Locate every line in the items below that contains the word "stove" and copy each one. Case counts.

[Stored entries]
◆ ◆ ◆ ◆ ◆

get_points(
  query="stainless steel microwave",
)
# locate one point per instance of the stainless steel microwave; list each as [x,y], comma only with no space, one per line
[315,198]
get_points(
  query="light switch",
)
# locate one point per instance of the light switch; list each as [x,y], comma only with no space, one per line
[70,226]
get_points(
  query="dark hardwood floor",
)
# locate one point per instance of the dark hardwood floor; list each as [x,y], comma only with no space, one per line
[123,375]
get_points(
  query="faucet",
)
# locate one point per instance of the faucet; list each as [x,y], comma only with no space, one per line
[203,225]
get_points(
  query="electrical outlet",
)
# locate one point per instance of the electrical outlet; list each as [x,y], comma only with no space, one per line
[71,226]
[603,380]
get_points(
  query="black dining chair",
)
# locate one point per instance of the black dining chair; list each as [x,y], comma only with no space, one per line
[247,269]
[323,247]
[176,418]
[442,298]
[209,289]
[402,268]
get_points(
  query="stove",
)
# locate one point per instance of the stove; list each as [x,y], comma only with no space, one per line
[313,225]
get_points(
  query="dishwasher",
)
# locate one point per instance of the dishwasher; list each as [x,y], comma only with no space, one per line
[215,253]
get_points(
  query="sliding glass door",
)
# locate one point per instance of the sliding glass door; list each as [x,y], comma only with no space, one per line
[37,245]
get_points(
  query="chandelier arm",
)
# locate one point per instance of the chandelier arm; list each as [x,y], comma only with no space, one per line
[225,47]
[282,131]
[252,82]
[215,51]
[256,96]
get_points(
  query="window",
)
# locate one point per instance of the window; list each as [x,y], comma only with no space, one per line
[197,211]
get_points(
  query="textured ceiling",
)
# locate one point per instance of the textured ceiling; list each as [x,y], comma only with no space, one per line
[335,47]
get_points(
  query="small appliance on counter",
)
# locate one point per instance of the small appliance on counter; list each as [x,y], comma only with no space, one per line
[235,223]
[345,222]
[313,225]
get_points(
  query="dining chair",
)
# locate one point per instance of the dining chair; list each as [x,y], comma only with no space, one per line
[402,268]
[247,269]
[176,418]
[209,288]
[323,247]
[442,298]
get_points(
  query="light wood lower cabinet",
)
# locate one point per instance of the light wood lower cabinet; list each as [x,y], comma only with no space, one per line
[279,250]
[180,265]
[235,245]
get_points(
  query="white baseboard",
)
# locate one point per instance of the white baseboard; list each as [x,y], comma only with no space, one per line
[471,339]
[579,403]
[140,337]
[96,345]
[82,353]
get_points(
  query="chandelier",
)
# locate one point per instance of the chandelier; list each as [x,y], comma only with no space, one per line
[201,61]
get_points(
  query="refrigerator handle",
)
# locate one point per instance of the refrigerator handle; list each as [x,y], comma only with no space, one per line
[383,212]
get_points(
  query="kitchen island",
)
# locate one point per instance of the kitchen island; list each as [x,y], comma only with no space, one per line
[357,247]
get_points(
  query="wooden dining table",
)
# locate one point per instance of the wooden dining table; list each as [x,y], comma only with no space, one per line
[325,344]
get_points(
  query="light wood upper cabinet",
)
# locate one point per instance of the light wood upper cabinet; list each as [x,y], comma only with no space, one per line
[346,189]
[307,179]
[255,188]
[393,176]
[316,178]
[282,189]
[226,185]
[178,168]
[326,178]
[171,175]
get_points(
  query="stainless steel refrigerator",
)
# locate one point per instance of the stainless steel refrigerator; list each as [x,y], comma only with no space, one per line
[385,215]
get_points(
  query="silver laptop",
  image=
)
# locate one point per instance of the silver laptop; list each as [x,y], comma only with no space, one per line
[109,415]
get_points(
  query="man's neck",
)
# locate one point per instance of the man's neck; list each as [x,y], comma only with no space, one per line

◆ ◆ ◆ ◆ ◆

Right answer:
  query="stove",
# locate one point per instance of the stove; list each as [x,y], comma only with no space, one per line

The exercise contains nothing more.